=== EXERCISE DETAILS ===
Copy each of the lines below word for word, with nothing changed.

Contour labeling items:
## start
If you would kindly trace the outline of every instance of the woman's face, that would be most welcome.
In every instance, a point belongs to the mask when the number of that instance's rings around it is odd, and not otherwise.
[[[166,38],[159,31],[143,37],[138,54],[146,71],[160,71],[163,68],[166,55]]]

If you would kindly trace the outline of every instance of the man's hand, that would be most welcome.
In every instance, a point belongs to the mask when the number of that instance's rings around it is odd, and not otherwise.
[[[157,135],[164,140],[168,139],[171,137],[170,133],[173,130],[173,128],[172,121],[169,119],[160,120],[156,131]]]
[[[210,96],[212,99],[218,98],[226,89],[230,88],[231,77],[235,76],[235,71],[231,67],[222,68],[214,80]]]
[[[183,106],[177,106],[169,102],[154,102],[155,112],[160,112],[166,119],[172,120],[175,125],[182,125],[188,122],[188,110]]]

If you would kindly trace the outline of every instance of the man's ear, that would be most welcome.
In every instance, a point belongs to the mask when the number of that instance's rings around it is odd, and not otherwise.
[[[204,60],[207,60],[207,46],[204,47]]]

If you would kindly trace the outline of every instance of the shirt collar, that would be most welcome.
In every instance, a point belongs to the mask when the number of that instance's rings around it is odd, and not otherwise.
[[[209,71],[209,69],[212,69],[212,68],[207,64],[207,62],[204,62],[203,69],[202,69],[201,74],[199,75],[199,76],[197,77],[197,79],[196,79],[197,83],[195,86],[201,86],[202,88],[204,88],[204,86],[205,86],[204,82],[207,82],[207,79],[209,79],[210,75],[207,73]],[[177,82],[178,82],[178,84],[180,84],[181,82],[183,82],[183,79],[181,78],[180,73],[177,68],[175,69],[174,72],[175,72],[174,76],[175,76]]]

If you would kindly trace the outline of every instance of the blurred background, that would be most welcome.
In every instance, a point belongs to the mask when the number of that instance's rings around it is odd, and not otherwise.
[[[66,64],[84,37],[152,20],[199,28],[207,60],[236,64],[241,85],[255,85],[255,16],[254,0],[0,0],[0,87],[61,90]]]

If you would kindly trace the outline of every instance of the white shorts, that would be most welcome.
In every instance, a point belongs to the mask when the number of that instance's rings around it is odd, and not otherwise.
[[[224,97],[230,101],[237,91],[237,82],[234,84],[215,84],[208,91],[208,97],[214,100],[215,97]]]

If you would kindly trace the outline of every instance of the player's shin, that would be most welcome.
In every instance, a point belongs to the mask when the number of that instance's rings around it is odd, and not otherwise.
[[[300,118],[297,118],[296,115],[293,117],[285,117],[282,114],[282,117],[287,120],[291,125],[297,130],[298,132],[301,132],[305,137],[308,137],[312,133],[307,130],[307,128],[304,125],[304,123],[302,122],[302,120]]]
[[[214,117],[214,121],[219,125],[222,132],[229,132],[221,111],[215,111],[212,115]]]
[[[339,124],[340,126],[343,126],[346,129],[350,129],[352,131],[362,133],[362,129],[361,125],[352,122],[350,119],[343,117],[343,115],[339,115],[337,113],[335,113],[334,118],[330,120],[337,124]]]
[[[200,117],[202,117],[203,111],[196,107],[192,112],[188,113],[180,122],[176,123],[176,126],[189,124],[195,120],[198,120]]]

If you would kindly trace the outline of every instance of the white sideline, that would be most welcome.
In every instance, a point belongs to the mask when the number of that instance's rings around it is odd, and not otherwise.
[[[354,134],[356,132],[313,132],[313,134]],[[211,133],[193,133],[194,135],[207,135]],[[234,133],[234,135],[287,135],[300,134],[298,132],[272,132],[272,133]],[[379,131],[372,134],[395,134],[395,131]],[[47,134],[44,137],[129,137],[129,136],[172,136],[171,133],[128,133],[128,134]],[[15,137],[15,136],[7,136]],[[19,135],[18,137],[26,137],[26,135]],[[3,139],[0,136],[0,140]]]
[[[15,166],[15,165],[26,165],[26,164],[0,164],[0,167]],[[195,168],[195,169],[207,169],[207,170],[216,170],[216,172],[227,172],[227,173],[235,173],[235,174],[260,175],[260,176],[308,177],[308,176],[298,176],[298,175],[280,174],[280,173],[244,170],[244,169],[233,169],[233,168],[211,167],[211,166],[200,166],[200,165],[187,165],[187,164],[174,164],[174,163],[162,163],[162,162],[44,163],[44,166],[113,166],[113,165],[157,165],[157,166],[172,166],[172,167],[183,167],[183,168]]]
## end
=== FULL ANSWER ===
If you would kindly trace the outline of every instance of the woman's face, that would be most welcome.
In every instance, a point belongs to the mask when the number of that instance's rings around it is odd, and not otherwise.
[[[166,38],[159,31],[143,37],[138,54],[146,71],[160,71],[163,68],[166,55]]]

If you would kindly trace the outline of every instance of the man's hand, that would be most welcome.
In every instance, a point belongs to the mask when the number of that instance's rings around it is odd, and not otherwise.
[[[157,135],[164,140],[168,139],[171,137],[170,133],[173,130],[173,128],[172,121],[169,119],[160,120],[156,131]]]
[[[210,96],[212,99],[218,98],[226,89],[230,88],[231,77],[235,76],[235,71],[231,67],[222,68],[214,80]]]
[[[183,106],[177,106],[169,102],[154,102],[155,112],[160,112],[166,119],[172,120],[175,125],[182,125],[188,122],[188,110]]]

If you would kindly trace the outline of every instance of the man's ear, that would be most welcome.
In every instance, a point belongs to the mask when the number of that instance's rings around it is odd, and not otherwise.
[[[204,60],[207,60],[207,46],[204,47]]]

If you would kindly trace the outline of every instance of the shirt collar, that would be most welcome.
In every instance, a point belongs to the mask when the number of that instance's rings around it is odd, and not otherwise.
[[[209,71],[209,69],[212,69],[212,68],[207,64],[207,62],[204,62],[203,69],[202,69],[201,74],[199,75],[199,76],[197,77],[197,79],[196,79],[197,83],[195,86],[201,86],[202,88],[204,88],[204,86],[205,86],[204,82],[207,82],[207,79],[209,79],[210,75],[207,73]],[[177,82],[178,82],[178,84],[180,84],[181,82],[183,82],[183,79],[181,78],[180,73],[177,68],[175,69],[174,72],[175,72],[174,76],[175,76]]]

If you would kindly trace the outline of every instance of the blurred background, that would be most welcome.
In every instance, a point belongs to the mask when the number of that instance's rings around it is odd, and not otherwise.
[[[66,64],[84,37],[152,20],[199,28],[207,60],[236,64],[241,85],[255,85],[255,16],[254,0],[0,0],[0,87],[61,90]]]

If you would kindly trace the outline of every instance of the white shorts, that would be most welcome.
In every instance, a point belongs to the mask when the number of that instance's rings around it is odd, and not otherwise.
[[[224,97],[230,101],[237,91],[237,82],[234,84],[215,84],[208,91],[208,97],[214,100],[215,97]]]

If you would kindly trace the outline of every instance of the player's shin, that would be most welcome.
In every instance, a point belongs to the mask when the number of that instance's rings around it is odd, and not otherwise.
[[[300,118],[297,118],[296,115],[293,117],[285,117],[282,114],[282,117],[287,120],[291,125],[297,130],[298,132],[301,132],[305,137],[308,137],[312,133],[307,130],[307,128],[304,125],[304,123],[302,122],[302,120]]]
[[[214,117],[214,121],[219,125],[222,132],[229,132],[221,111],[215,111],[212,115]]]
[[[339,124],[340,126],[343,126],[346,129],[350,129],[352,131],[362,133],[362,129],[361,125],[352,122],[350,119],[343,117],[343,115],[339,115],[337,113],[335,113],[334,118],[330,120],[337,124]]]
[[[200,117],[202,117],[203,111],[196,107],[192,112],[188,113],[180,122],[176,123],[176,126],[189,124],[195,120],[198,120]]]

If you would kindly trace the outline of every instance of the white sideline, that would be most welcome.
In every instance, a point belongs to the mask when the number of that instance's rings around it is odd, and not otherwise.
[[[354,134],[356,132],[313,132],[313,134]],[[211,133],[193,133],[194,135],[207,135]],[[234,133],[234,135],[287,135],[300,134],[298,132],[272,132],[272,133]],[[379,131],[372,134],[395,134],[395,131]],[[47,134],[44,137],[129,137],[129,136],[172,136],[171,133],[128,133],[128,134]],[[15,137],[15,136],[7,136]],[[19,135],[18,137],[26,137],[26,135]],[[3,139],[0,136],[0,140]]]
[[[15,166],[15,165],[26,165],[26,164],[0,164],[0,167]],[[195,168],[195,169],[207,169],[207,170],[216,170],[216,172],[227,172],[227,173],[235,173],[235,174],[260,175],[260,176],[308,177],[308,176],[298,176],[298,175],[280,174],[280,173],[244,170],[244,169],[233,169],[233,168],[211,167],[211,166],[200,166],[200,165],[187,165],[187,164],[174,164],[174,163],[162,163],[162,162],[44,163],[44,166],[113,166],[113,165],[157,165],[157,166],[172,166],[172,167],[183,167],[183,168]]]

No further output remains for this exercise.